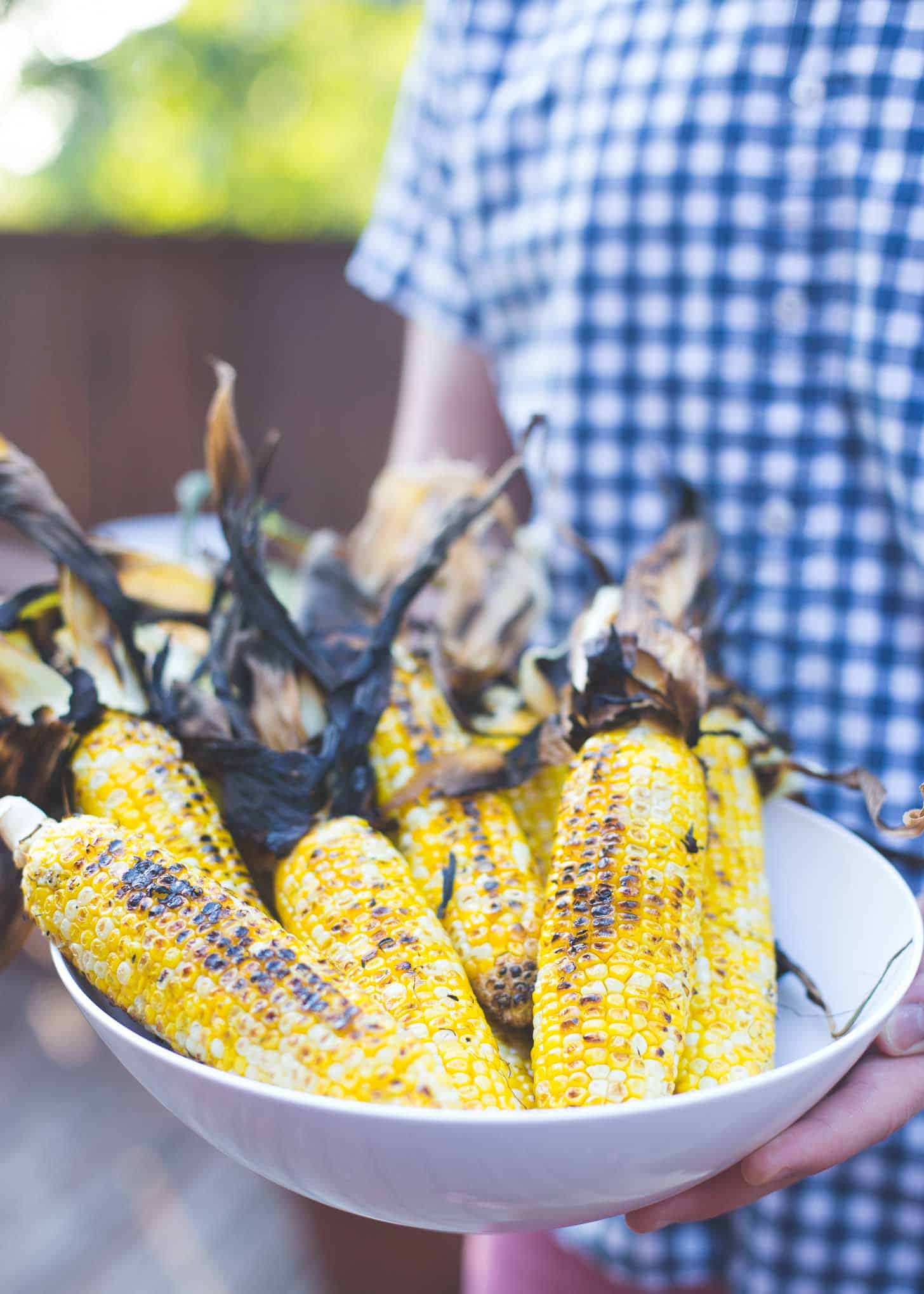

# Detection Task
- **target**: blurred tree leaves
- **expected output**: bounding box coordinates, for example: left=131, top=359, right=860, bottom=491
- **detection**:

--

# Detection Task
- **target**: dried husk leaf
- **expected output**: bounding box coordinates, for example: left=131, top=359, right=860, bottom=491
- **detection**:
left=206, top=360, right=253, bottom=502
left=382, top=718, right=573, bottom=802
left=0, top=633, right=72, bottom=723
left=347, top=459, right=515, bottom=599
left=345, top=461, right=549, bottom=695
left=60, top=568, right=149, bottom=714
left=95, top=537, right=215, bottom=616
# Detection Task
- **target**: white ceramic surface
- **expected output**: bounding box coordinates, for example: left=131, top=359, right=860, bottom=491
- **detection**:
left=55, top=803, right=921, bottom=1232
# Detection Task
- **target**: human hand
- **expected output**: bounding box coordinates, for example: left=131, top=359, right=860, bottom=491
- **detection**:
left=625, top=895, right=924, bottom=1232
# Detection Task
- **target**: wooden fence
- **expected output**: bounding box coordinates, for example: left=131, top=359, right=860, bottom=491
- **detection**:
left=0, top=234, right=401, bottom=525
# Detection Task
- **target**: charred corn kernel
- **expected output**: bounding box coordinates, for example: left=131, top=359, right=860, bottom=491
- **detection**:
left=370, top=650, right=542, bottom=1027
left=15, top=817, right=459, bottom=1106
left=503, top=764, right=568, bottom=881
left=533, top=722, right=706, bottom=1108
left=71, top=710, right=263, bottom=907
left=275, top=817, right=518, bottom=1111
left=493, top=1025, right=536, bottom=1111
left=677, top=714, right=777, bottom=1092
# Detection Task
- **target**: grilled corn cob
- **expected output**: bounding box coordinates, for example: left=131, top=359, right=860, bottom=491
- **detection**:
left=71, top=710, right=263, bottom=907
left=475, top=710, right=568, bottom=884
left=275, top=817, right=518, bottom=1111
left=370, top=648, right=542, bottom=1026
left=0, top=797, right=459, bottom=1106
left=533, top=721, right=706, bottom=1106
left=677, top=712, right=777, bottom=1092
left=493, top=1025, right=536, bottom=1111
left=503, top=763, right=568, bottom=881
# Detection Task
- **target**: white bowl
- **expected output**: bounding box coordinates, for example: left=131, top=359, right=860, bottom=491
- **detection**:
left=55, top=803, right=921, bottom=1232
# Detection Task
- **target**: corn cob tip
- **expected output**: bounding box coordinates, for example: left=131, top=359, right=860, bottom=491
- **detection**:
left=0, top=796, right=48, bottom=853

--

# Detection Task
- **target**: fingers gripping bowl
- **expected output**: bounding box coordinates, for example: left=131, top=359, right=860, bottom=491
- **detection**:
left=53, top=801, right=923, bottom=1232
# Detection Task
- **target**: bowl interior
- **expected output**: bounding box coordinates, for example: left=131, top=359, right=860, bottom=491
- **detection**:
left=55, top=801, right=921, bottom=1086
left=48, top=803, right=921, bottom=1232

--

Collect every line from the items above that contains the word "bowl" and copy each of those lines in full.

EXERCISE SOLUTION
- **target**: white bowl
- **target**: fingers gripping bowl
- **target**: bowl interior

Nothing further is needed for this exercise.